Reproduce the material below line for line, leaving out the pictures.

Stored records -
--- --- ---

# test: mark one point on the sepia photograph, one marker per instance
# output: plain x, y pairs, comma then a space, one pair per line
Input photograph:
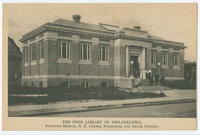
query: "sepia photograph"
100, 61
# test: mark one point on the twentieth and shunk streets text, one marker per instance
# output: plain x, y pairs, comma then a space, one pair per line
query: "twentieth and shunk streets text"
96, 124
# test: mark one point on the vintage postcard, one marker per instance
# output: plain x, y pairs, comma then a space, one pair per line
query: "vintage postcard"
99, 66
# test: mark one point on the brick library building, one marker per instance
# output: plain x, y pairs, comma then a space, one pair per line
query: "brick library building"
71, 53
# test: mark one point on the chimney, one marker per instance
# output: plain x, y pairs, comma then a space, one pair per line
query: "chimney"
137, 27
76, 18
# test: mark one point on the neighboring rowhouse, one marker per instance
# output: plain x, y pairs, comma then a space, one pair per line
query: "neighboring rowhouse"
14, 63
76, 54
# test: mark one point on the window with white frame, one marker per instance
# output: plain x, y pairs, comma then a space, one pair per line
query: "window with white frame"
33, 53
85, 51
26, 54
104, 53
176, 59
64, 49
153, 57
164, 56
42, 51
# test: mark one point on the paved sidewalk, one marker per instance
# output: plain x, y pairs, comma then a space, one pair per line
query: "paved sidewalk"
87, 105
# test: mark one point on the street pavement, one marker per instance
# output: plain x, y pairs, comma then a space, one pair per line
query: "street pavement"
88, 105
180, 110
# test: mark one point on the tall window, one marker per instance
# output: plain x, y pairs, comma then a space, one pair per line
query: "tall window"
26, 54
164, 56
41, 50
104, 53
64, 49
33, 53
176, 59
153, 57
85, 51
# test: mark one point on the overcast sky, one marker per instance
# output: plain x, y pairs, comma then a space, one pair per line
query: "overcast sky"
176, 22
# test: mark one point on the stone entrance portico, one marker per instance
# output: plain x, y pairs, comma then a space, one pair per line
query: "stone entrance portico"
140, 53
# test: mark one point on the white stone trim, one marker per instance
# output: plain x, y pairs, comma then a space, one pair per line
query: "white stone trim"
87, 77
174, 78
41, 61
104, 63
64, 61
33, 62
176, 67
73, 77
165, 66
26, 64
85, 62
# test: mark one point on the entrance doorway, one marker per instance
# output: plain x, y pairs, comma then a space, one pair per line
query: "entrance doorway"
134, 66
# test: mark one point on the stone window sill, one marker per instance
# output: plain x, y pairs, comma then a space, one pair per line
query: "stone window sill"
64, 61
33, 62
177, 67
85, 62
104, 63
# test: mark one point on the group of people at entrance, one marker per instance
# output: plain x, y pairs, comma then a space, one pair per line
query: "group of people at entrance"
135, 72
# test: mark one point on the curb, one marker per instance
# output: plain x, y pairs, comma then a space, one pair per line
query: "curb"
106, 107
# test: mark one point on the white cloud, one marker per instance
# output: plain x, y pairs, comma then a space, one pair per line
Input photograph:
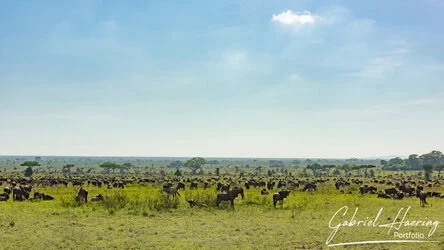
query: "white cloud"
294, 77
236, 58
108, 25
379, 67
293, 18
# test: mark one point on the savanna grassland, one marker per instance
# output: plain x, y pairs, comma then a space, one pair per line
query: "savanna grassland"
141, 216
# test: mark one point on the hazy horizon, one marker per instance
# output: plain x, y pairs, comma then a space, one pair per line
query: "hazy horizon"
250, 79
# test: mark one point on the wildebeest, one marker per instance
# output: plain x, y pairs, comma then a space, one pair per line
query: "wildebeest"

--- --- ---

Correct response -
# test: mark one point on the sepia photograph, one marker per instance
# output: plain x, y pairs, comma then a space, one pair per line
Input photograph:
query: "sepia photograph"
100, 61
# test: mark one point on the twentieth and shunk streets text, one marker per instance
# output: plain x, y pairs, comma then a space, one pair per line
query: "twentieth and shunk streets text"
96, 124
# test: mark one point on the vintage postcard, one marker per instance
# output: plain x, y pairs, comma then a space, one pair per line
query: "vintage postcard"
99, 66
# test: mark one point on the brick library building, one marker per instance
# output: plain x, y pairs, comma then a space, one pair per line
query: "brick library building"
71, 53
# test: mark one point on the chimney, one marker per instance
# output: plain x, y pairs, comma then a space, one pair per line
query: "chimney"
137, 27
76, 18
# test: mark one point on the neighboring rowhouse, one marker per instance
# output: plain x, y pairs, comma then a space, one pair per line
query: "neighboring rowhouse"
14, 63
76, 54
# test: mark one point on the window with white frame, one marker per instance
# output: plain x, y pairs, comma then a space, one pair per line
query: "window with white frame"
33, 53
85, 51
26, 54
104, 53
176, 59
64, 49
153, 57
164, 56
42, 51
# test: mark one point on the paved sidewalk, one marker per instance
# output: plain x, y pairs, comma then a space, one pair per line
query: "paved sidewalk"
87, 105
# test: mark one point on the street pavement, one marker per instance
# output: plain x, y pairs, comma then a space, one pair per line
query: "street pavement"
88, 105
180, 110
# test: mark one point on the tall window, one marker per instance
# output: plain x, y pairs, comma then a space, one pair per line
query: "tall window"
26, 54
164, 56
41, 50
104, 53
64, 49
33, 53
176, 59
153, 57
85, 51
# test: mark one point on the overcast sky, one marker per instance
# output: plain x, y pairs, comma then a space, one pair per line
query: "overcast sky"
176, 22
# test: mark one point on the stone entrance portico, one marker per instance
# output: plain x, y pairs, comma then a space, one pair per line
query: "stone entrance portico"
140, 53
# test: mark one point on the white stone trim, one marker per instance
# output: plain x, y pairs, comma then a space, one pair per line
query: "white stone trim"
87, 77
174, 78
41, 61
104, 63
64, 61
33, 62
176, 67
73, 77
165, 66
26, 64
85, 62
# test: mark one point on the entrance doorway, one marker per instance
# output: plain x, y pairs, comma then a space, one pair per line
query: "entrance doorway"
134, 66
# test: mark one point on the stone window sill, one marker per instance
# output: plain x, y pairs, comma then a space, one pair per line
query: "stone window sill"
64, 61
33, 62
177, 67
85, 62
104, 63
# test: mark one point on the group of people at entrance, one marker per instance
# output: plain x, y pairs, comma then a space, one pair per line
query: "group of people at entrance"
135, 72
# test: mark one point on the curb, one marker per instance
# output: plain x, y pairs, comma then a space, one pair per line
query: "curb"
106, 107
# test: mark one point on the white cloud, one marker per instance
# output: plain x, y pairs, comma then a space, one pair per line
Input photograph:
query: "white cloud"
294, 77
236, 58
108, 25
379, 67
293, 18
# test: mark one point on the savanna grassland, one marker per instance
# output: plain x, y pairs, comma then a space, one pair per line
query: "savanna grassland"
141, 216
# test: mark one point on the hazy horizon, one marker per instance
# output: plain x, y pairs, comma then a space, one pair per line
query: "hazy horizon"
250, 79
# test: mark one point on the wildebeest, one marker per instance
# output: plain x, y pairs, comma then a space, one pair per line
query: "wildebeest"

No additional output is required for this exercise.